**Assignment:** Restate each line below word for word, skipping every picture.

Stored entries:
*****

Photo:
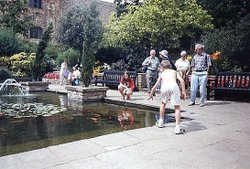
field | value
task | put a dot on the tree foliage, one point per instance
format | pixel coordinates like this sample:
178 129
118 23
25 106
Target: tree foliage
158 23
40 53
70 30
9 43
92 33
15 14
233 43
226 12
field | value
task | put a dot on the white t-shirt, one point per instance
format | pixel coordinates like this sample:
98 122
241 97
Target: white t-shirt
182 64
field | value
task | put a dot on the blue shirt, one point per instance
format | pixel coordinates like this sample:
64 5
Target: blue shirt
201 62
151 63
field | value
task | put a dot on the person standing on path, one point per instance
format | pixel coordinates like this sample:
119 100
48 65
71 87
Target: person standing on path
183 67
200 64
64 73
126 86
152 63
170 90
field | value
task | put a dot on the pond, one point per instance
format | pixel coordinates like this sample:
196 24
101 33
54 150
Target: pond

*****

**Solution to this exercise:**
Photo:
field | value
task | put a dot on the tree foliage, one point per instance
format | pixel coordinates like this sample:
178 129
118 23
25 106
Target: tree foliage
158 23
40 53
70 30
9 43
92 33
15 14
233 43
226 12
field | value
task | put a dot on the white t-shirt, one point per instance
format | pixel coordinates like this sample:
98 122
241 97
Target: white t-shirt
182 64
field | value
task | put a dot on the blue shirt, one point per instance
format | pixel coordinates like this sample:
64 5
Target: blue shirt
201 62
151 63
field | value
task | put a dot on the person standing on path, one point per instance
format | pixel coordinates like this sample:
119 100
48 65
71 87
Target: person standing on path
183 67
200 64
64 73
126 86
152 63
170 90
field | value
task | put a dot on the pond, one point per instance
format | pixel coordinates like this sample:
196 24
101 33
54 150
Target: pond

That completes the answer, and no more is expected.